[START DATA IN THIS EXERCISE]
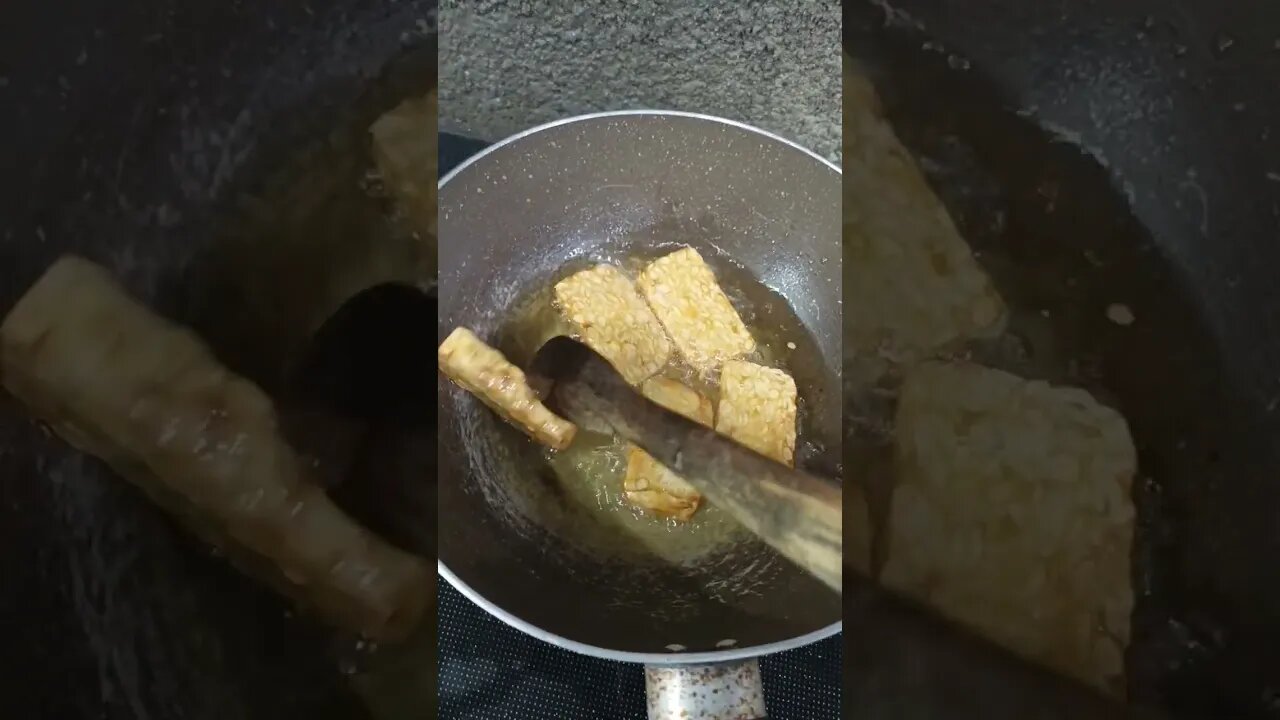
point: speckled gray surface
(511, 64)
[END DATA IN THIS EXERCISE]
[START DATA IN THIS EXERCISE]
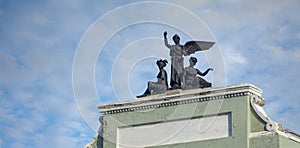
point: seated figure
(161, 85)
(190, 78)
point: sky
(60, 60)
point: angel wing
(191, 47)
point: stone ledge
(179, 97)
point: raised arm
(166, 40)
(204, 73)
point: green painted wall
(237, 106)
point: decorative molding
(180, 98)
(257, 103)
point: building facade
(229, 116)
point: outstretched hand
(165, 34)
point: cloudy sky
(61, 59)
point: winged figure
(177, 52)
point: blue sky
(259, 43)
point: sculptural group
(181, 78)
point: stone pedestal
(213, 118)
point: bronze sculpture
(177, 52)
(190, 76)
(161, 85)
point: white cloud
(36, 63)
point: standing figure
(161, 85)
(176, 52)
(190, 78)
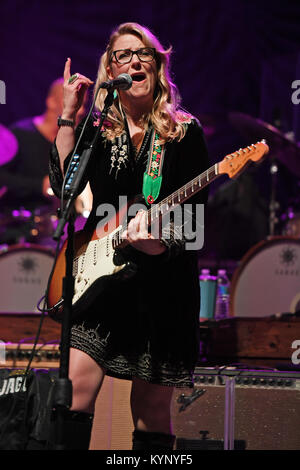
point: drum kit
[END DATA IN THIS EXERCISE]
EXERCISE AIM → Render the lines of the records as a JSON list of strings, one string per line with blank lines omitted, starting with the line containing "point: building facade" and continuing through the line containing "point: drum kit". Leave the pictures out of the answer.

EXERCISE RESPONSE →
[
  "point: building facade",
  "(229, 116)",
  "point: outstretched hand",
  "(165, 34)",
  "point: cloudy sky",
  "(61, 59)",
  "point: winged figure",
  "(177, 52)",
  "point: blue sky",
  "(259, 43)",
  "point: sculptural group",
  "(181, 78)",
  "point: stone pedestal",
  "(213, 118)",
  "point: bronze sculpture",
  "(177, 52)",
  "(190, 76)",
  "(161, 85)",
  "point: white cloud",
  "(36, 63)",
  "point: standing figure",
  "(161, 85)",
  "(176, 52)",
  "(190, 78)",
  "point: drum kit"
]